§ Problem to work on
Everything in the data below except the pictures must be repeated word for word.

§ Input material
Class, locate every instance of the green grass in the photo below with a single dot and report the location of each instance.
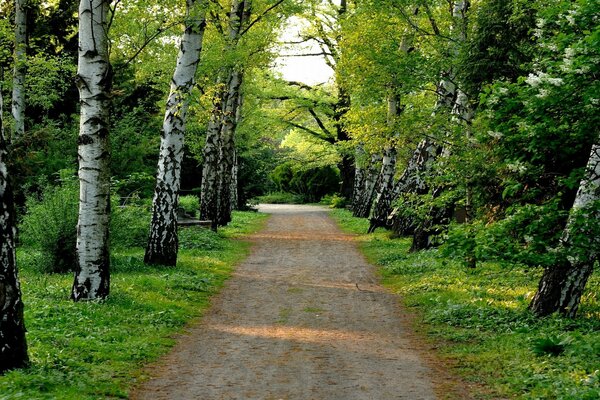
(479, 320)
(96, 350)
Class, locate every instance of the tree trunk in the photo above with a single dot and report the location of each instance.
(20, 68)
(13, 346)
(212, 171)
(94, 80)
(384, 189)
(227, 151)
(385, 196)
(210, 167)
(561, 287)
(359, 177)
(371, 182)
(163, 242)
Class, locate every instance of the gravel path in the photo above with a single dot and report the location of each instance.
(302, 318)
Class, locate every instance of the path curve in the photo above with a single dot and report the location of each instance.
(302, 318)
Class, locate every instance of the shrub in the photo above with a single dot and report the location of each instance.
(190, 203)
(50, 227)
(334, 201)
(130, 224)
(280, 198)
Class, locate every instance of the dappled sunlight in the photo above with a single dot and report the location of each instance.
(305, 235)
(299, 334)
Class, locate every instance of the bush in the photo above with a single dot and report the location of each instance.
(280, 198)
(190, 203)
(334, 201)
(130, 224)
(50, 227)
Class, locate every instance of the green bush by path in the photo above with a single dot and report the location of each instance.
(479, 319)
(90, 351)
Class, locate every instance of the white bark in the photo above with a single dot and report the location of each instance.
(94, 82)
(371, 181)
(13, 346)
(561, 287)
(20, 68)
(163, 241)
(212, 171)
(227, 150)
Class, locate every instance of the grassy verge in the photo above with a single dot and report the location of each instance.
(96, 350)
(479, 320)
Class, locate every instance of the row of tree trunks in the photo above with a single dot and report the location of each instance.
(20, 68)
(384, 197)
(413, 182)
(227, 151)
(359, 177)
(163, 241)
(366, 195)
(561, 287)
(13, 347)
(219, 149)
(94, 80)
(210, 168)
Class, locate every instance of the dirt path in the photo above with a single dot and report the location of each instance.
(302, 318)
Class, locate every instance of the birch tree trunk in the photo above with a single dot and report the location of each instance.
(384, 189)
(413, 181)
(163, 242)
(211, 170)
(453, 99)
(561, 287)
(20, 68)
(383, 201)
(13, 346)
(93, 80)
(359, 177)
(371, 182)
(227, 151)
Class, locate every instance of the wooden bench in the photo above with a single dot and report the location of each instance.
(184, 219)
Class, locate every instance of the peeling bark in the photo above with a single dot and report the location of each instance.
(359, 177)
(13, 346)
(365, 202)
(20, 68)
(216, 178)
(561, 287)
(210, 176)
(163, 241)
(94, 79)
(385, 194)
(227, 149)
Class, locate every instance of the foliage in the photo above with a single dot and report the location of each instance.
(49, 226)
(310, 184)
(334, 201)
(190, 203)
(479, 320)
(155, 304)
(280, 198)
(129, 224)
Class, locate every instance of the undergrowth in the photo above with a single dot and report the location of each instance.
(96, 350)
(479, 319)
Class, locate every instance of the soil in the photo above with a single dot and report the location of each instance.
(304, 317)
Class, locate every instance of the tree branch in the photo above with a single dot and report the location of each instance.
(250, 25)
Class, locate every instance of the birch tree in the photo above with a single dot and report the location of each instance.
(227, 148)
(163, 241)
(94, 79)
(20, 68)
(561, 286)
(13, 346)
(223, 107)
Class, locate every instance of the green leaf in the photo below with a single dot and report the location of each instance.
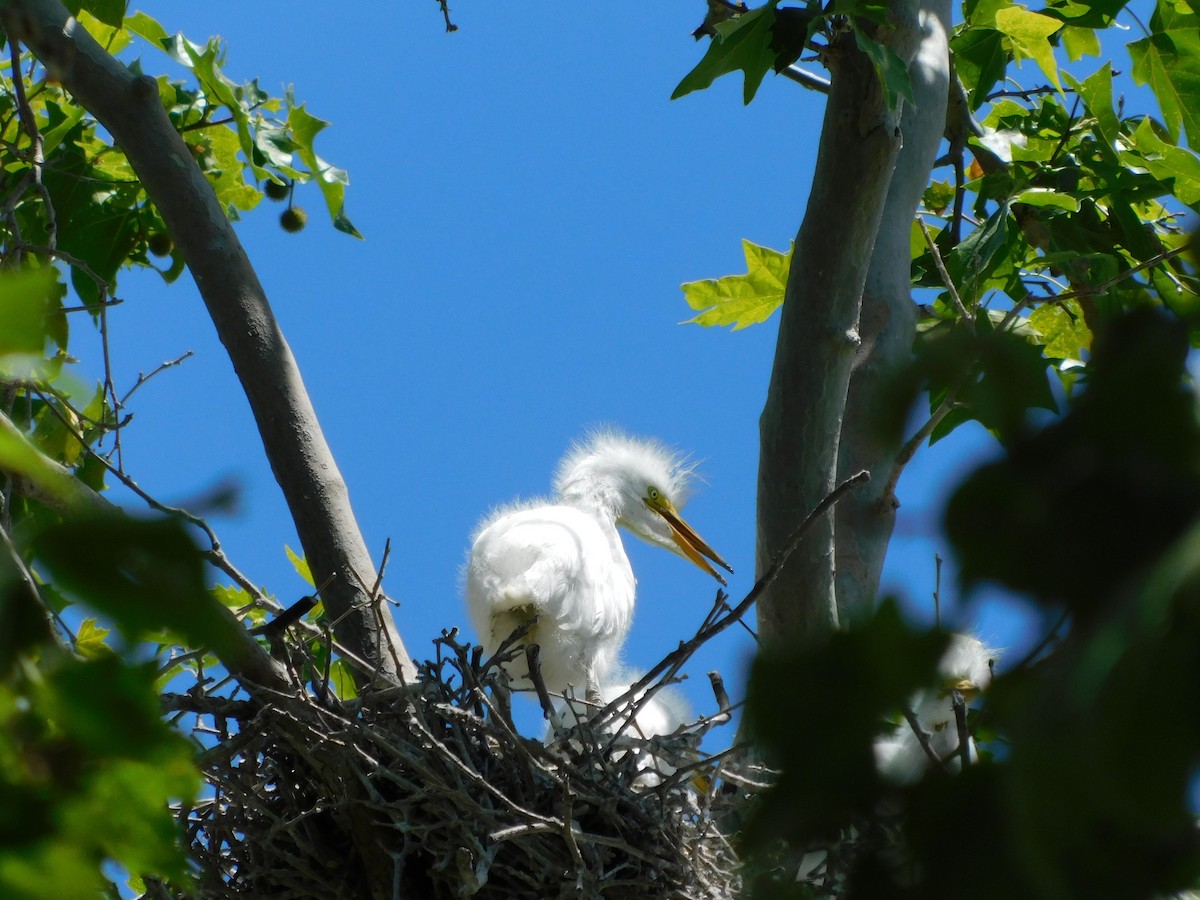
(742, 300)
(227, 177)
(1169, 63)
(1122, 468)
(19, 457)
(1173, 165)
(1045, 197)
(1030, 35)
(341, 679)
(90, 640)
(981, 60)
(145, 574)
(300, 564)
(972, 258)
(1086, 15)
(111, 12)
(1063, 330)
(743, 42)
(939, 196)
(330, 180)
(891, 70)
(867, 672)
(148, 29)
(28, 311)
(1096, 91)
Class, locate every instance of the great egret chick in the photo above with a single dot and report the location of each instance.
(965, 667)
(634, 724)
(561, 564)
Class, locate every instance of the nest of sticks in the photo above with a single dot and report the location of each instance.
(429, 791)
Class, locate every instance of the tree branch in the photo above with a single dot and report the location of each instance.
(801, 425)
(887, 324)
(129, 107)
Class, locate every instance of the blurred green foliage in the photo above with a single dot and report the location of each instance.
(91, 775)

§ Exercise output
Class, locate every instance of the green grass in the photo below with a single dot and report the location of each instance.
(479, 320)
(96, 350)
Class, locate every instance of the tree trunk in the photo above with a single dot and report the location of each instance.
(20, 68)
(13, 346)
(212, 171)
(94, 80)
(384, 189)
(227, 151)
(385, 196)
(210, 167)
(561, 287)
(359, 177)
(371, 182)
(163, 242)
Class, locate every instance of the gravel path in the photo above with a single dot and report the location of each instance.
(302, 318)
Class, locate every instance of the path curve in the photo above with a single dot and report the location of each instance.
(302, 318)
Class, locate every instance of the shrub in the photo above with a single dot and report the location of each instance.
(190, 203)
(50, 227)
(334, 201)
(130, 224)
(280, 198)
Class, locate every instance of the dappled sunlight in the photo above with a single dot and report the location of each instance.
(305, 235)
(299, 334)
Class, locate every instance of the bush in the photo above with a single dot and report the location of each instance.
(280, 198)
(190, 203)
(334, 201)
(130, 224)
(50, 227)
Class, locate every instance of the green bush by path in the photo above with a single dot and report the location of each instance.
(479, 319)
(90, 351)
Class, locate every instance of the white bark in the photo above with a single dot and report the location of each instance.
(94, 82)
(371, 181)
(13, 346)
(561, 287)
(20, 68)
(163, 241)
(212, 171)
(227, 150)
Class, locate every instance of the grassy verge in the photo above with a single dot and report the location of each instance.
(96, 350)
(479, 320)
Class, locate every instance of the row of tree trunks in the photo above with a single dot and report the location of each instance.
(20, 68)
(384, 197)
(413, 182)
(227, 151)
(359, 177)
(163, 241)
(366, 195)
(561, 287)
(13, 347)
(219, 149)
(94, 80)
(210, 168)
Class, locate every instance of the dirt path in the photo above with a single dot and report the location of each instance.
(302, 318)
Class, locate every instance of the birch tree trunk in the photo above with a single dot and report the location of each instance.
(384, 189)
(413, 181)
(163, 242)
(211, 170)
(453, 99)
(561, 287)
(20, 68)
(383, 201)
(13, 346)
(93, 80)
(359, 177)
(371, 182)
(227, 151)
Class, locate every instance of the wooden bench in the photo above with a single dot and report the location of each instance.
(184, 219)
Class, locate every instance of the peeling bark in the photo above with a single dot and report the location of each instance.
(359, 177)
(13, 346)
(365, 202)
(20, 68)
(216, 178)
(561, 287)
(210, 176)
(163, 241)
(94, 79)
(385, 194)
(227, 149)
Class, locate every instance of the foliage in the photo above with a single dot and report the location of each instance.
(49, 226)
(310, 184)
(334, 201)
(190, 203)
(479, 320)
(155, 304)
(280, 198)
(129, 224)
Class, locate every instance of the undergrowth in the photo above with a single dot and report the location of each instance.
(96, 350)
(479, 319)
Class, locate every instance of the soil in the photo above with a single dot and report the location of each instance.
(304, 317)
Class, locate every instance of the tree branch in the photo above with a single dot and report the location of each instance.
(250, 25)
Class, locate every instance of the birch tree in the photo above with a single dot and report the location of each instance.
(227, 148)
(163, 241)
(94, 79)
(20, 68)
(561, 286)
(13, 346)
(223, 107)
Class, locate every instance of the green leaf in the photo below with a single dot and report the location of each instance.
(742, 300)
(227, 177)
(1169, 63)
(1122, 468)
(19, 457)
(1173, 165)
(1045, 197)
(1030, 35)
(341, 679)
(90, 640)
(981, 60)
(145, 574)
(300, 564)
(972, 258)
(1086, 15)
(111, 12)
(1063, 330)
(743, 42)
(939, 196)
(330, 180)
(891, 70)
(867, 672)
(148, 29)
(28, 311)
(1096, 91)
Class, locate every instance of the great egret chick in the photo above with a single dot and report the location of each instance.
(965, 667)
(634, 724)
(561, 564)
Class, locate every instance of the nest of sticks in the photo above with a single dot and report the location of each instance.
(429, 791)
Class, locate every instance of the tree branch in the photo above with a single dot and report the location of each instance.
(801, 425)
(887, 324)
(129, 107)
Class, locate every instance of the blurred green foliage in the photo above with a single dot and report the location of each instance.
(91, 775)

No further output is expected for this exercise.